Activity >> Provide only the number of lines in the records where "below" appears.

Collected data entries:

☆ ☆ ☆

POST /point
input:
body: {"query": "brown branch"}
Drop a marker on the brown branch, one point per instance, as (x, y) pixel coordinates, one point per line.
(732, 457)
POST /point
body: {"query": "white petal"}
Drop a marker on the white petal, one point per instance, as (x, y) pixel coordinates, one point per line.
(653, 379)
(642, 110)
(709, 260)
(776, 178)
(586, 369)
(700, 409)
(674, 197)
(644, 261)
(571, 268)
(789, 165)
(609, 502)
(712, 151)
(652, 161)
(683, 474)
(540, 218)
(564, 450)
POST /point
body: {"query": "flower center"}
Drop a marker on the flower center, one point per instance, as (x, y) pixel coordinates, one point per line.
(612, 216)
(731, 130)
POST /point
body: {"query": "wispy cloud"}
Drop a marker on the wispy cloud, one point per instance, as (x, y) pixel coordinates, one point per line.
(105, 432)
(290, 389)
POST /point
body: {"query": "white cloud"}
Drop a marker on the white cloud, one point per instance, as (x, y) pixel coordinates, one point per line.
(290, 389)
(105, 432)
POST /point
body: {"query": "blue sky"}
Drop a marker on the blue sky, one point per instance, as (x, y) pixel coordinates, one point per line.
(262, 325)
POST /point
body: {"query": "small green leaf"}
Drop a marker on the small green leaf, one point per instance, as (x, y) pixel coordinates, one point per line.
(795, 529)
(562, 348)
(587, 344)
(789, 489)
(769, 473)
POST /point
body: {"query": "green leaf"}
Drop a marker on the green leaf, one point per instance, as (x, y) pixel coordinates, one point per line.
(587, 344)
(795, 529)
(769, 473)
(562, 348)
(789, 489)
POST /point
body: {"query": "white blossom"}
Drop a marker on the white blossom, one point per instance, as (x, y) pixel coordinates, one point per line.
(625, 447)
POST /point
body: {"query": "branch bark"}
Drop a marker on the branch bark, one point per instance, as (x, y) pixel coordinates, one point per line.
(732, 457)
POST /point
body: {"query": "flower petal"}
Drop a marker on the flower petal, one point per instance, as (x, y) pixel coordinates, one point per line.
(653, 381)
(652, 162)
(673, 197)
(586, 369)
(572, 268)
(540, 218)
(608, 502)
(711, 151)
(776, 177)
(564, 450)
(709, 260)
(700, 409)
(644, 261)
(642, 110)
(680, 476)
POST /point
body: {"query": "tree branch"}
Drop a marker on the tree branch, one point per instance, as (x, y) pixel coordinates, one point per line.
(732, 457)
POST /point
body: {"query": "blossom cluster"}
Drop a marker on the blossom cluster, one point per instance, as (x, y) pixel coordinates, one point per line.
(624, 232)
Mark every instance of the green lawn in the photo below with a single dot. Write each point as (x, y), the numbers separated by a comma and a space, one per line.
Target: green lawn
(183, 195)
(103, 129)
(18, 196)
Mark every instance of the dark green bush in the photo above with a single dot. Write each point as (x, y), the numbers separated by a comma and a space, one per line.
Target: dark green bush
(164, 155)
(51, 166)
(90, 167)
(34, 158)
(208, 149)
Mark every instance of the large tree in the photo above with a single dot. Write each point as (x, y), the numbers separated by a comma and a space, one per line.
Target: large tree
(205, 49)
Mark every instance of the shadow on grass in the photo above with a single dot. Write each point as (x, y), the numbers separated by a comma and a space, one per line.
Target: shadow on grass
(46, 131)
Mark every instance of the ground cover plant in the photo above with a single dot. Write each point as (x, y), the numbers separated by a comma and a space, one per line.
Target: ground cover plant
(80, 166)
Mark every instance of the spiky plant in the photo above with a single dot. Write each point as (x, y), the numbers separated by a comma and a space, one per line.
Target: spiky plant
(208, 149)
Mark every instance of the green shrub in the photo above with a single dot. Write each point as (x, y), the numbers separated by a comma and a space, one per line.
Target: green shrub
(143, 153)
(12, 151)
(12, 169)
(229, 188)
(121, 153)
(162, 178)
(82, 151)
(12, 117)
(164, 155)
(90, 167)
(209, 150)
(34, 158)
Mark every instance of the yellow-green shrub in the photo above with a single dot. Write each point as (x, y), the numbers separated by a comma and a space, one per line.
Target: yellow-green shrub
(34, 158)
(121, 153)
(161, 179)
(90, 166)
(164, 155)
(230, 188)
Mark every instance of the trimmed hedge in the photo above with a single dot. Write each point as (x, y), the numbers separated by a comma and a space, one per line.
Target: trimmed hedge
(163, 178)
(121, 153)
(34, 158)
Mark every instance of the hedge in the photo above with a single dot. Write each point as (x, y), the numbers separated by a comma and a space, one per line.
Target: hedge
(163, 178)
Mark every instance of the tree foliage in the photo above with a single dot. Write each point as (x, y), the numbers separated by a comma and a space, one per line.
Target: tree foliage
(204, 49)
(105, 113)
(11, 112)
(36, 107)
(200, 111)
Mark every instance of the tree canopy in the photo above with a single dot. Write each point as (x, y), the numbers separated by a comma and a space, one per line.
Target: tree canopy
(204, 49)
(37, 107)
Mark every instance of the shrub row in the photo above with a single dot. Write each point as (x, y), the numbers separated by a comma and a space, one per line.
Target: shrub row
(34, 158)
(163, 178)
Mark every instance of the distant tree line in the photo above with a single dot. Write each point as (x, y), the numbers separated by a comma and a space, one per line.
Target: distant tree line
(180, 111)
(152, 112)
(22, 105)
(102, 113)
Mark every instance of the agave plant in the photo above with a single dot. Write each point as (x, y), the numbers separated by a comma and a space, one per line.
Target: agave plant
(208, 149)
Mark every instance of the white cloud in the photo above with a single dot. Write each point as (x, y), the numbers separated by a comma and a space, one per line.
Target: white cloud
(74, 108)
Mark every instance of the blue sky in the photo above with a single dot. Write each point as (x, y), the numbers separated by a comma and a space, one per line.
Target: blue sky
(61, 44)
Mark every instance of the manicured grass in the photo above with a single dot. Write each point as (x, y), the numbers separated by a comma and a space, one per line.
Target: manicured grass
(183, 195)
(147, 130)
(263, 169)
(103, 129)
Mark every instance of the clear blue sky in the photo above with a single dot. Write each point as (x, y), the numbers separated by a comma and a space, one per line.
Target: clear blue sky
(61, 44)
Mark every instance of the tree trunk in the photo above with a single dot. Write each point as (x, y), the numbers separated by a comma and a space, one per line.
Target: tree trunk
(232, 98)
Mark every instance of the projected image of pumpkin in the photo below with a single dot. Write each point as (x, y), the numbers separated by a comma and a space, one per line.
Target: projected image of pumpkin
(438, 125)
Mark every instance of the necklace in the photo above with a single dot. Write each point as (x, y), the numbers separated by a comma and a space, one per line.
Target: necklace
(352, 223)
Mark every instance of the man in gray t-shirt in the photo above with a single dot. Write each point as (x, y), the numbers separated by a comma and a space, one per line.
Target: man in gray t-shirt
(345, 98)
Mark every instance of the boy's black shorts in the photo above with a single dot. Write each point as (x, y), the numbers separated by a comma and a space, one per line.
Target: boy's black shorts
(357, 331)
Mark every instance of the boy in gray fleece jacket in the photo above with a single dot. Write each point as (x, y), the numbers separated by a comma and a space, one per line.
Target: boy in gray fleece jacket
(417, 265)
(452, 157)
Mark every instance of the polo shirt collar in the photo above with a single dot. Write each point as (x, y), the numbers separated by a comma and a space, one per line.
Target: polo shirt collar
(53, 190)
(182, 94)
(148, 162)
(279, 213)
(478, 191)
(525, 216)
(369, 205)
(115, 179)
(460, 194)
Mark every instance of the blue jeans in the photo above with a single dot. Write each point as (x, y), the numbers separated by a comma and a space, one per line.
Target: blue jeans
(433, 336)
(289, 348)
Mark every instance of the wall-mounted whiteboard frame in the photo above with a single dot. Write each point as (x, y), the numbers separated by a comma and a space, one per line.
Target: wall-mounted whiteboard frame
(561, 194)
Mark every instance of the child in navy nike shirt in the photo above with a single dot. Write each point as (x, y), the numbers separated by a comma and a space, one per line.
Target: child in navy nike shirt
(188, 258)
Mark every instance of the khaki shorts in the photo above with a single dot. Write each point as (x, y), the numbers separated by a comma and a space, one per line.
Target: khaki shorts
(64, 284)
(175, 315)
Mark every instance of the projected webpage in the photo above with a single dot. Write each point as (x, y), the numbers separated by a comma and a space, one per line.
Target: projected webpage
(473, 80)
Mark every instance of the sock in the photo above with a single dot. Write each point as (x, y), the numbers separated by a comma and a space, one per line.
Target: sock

☆ ☆ ☆

Problem solution >> 2